::: Data to process :::

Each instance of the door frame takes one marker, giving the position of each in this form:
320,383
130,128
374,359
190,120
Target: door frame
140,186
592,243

:::

Stated exercise.
Copy the listing above line for line, with no changes.

In response.
Each instance of the door frame takes one marker, giving the position of each in this form:
320,383
130,128
374,359
190,120
Target: door frame
140,186
592,243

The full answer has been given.